● The problem: How many lines in the rows below contain the string "railway"? Case counts. Reply with the number alone.
-- start --
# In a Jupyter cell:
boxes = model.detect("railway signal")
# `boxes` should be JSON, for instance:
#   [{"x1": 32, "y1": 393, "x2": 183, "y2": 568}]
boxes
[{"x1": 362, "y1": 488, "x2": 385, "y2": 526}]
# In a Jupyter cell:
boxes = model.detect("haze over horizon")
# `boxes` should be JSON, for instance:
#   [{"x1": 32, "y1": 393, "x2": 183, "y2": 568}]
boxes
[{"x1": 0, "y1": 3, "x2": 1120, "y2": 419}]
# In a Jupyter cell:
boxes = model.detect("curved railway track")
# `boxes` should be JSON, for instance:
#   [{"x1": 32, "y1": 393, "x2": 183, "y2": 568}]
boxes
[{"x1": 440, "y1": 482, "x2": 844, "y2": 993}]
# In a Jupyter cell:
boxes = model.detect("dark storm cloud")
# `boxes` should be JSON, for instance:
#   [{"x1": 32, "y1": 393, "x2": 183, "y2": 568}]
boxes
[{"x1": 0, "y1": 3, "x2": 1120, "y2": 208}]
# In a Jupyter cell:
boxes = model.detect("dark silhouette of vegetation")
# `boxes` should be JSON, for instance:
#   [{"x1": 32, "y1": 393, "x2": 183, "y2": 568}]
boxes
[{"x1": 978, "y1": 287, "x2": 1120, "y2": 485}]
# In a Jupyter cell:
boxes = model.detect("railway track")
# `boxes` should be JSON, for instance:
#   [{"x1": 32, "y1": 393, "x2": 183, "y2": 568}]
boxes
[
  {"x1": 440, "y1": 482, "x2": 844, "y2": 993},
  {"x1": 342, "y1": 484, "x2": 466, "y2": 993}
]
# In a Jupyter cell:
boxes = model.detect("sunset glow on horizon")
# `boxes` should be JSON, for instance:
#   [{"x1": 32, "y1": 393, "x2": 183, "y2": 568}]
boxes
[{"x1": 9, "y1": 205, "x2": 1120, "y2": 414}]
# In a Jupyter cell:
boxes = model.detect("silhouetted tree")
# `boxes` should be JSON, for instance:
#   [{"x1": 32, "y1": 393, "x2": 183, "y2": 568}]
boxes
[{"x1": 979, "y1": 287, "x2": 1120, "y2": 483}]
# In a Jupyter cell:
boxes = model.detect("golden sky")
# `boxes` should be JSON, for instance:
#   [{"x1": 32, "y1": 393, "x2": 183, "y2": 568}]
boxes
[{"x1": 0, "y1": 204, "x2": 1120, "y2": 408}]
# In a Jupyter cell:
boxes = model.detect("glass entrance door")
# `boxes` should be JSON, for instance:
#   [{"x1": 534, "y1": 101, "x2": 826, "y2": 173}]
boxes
-- end --
● Exercise answer: 3